Excerpts of location labeling data
▽
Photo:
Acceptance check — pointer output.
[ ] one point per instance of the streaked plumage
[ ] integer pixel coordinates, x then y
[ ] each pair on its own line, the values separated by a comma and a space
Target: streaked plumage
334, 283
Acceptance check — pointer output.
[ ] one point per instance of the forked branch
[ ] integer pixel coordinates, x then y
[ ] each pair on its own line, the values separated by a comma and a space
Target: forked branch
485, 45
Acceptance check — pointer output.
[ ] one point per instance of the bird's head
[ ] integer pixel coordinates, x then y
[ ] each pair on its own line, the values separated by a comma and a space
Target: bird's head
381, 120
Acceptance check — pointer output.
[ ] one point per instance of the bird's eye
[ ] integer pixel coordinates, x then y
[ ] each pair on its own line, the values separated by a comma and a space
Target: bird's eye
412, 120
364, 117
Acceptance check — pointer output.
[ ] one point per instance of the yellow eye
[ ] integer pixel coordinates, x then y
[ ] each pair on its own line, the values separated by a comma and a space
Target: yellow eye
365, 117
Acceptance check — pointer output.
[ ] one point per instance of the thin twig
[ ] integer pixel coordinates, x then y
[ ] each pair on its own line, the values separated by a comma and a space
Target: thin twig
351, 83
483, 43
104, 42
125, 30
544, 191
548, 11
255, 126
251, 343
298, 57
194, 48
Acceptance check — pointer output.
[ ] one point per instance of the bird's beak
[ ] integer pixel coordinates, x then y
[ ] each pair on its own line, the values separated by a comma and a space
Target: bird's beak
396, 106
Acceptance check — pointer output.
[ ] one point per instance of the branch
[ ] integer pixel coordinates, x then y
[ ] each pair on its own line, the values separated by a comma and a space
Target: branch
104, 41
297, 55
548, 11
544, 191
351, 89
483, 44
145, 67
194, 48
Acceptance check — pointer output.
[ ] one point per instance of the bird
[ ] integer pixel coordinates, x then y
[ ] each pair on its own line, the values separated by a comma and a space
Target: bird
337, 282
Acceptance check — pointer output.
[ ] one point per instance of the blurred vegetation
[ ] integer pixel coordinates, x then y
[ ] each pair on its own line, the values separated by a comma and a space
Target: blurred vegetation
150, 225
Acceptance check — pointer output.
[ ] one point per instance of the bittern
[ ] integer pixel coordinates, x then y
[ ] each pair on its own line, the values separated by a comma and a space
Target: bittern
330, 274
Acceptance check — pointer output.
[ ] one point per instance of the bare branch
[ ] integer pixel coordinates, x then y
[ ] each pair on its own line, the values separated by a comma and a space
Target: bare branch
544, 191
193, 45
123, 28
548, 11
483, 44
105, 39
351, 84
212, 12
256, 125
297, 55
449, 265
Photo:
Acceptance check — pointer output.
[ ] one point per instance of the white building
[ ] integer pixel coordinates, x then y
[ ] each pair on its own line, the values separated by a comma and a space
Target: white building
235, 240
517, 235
△
* DIRECTIVE
Each entry above is to be printed again exactly.

* EXPECTED OUTPUT
Photo:
Acceptance check — pointer output.
[ ] one point per instance of the streaked plumage
[ ] integer pixel coordinates, x then y
[ ] each pair on its own line, the values separated by a comma and a space
Target: streaked plumage
334, 283
Acceptance check — pointer output.
[ ] one point per instance of the forked branch
[ ] integer pixel coordinates, x then y
[ ] each pair on its own line, the values separated by a comma and a space
Target: forked branch
485, 45
Acceptance check — pointer output.
[ ] one point per instance of the bird's head
[ ] integer pixel coordinates, x then y
[ ] each pair on its own line, the values separated by a comma and a space
Target: bird's head
381, 120
Acceptance check — pointer output.
[ ] one point per instance of the bird's eye
[ ] integer pixel coordinates, x then y
[ ] each pair on its own line, the values separated by a comma and a space
Target: bird's eye
412, 120
364, 117
Acceptance check — pointer output.
[ ] one point per instance of the yellow eye
[ ] integer pixel coordinates, x then y
[ ] each pair on its own line, the values separated by a comma and a space
Target: yellow eye
365, 117
Acceptance check — pointer output.
[ ] one point per instance of the thin twig
[ ] integer pixel coordinates, x then y
[ ] each pair on its own line, the values separated by a comma and a space
Target: thin twig
351, 83
483, 43
104, 42
125, 30
544, 191
548, 11
255, 126
251, 343
298, 57
194, 48
Acceptance check — pointer output.
[ ] one point per instance of the bird's beak
[ ] integer pixel coordinates, x then y
[ ] each pair on its own line, the values separated by a comma and a space
Target: bird's beak
396, 106
Acceptance check — pointer output.
[ ] one point per instance of the branch
[ ] integer pixel coordinates, x then y
[ ] each pair on its own line, the values separated by a comma and a space
Target: branch
104, 41
297, 55
548, 11
544, 191
351, 89
483, 44
145, 67
194, 48
Acceptance check — pointer output.
[ ] one point per instance of the bird
[ ] integer pixel coordinates, x then y
[ ] each pair on its own line, the values separated by a comma and a space
Target: bird
337, 282
Acceptance check — pointer output.
[ ] one point per instance of the blurred vegetation
[ ] integer pixel coordinates, x then y
[ ] each pair on its own line, the values separated by a comma and a space
Target: blurred vegetation
150, 225
Acceptance check — pointer output.
[ ] one point per instance of the bittern
[ ] integer pixel coordinates, x then y
[ ] each pair on its own line, the values separated by a comma and a space
Target: bittern
330, 274
Acceptance check — pointer output.
[ ] one point per instance of the bare branch
[ ] integer pixel coordinates, x then y
[ ] each pair on its own line, the values separated by a comma and a space
Target: bare branch
544, 191
193, 45
123, 28
548, 11
483, 44
105, 39
351, 84
212, 12
256, 125
297, 55
449, 265
Photo:
Acceptance check — pointer output.
[ ] one point per instance of the white building
[ ] integer pixel coordinates, x then y
[ ] each pair on its own line, the values separated by a comma and a space
Target: white building
235, 240
517, 235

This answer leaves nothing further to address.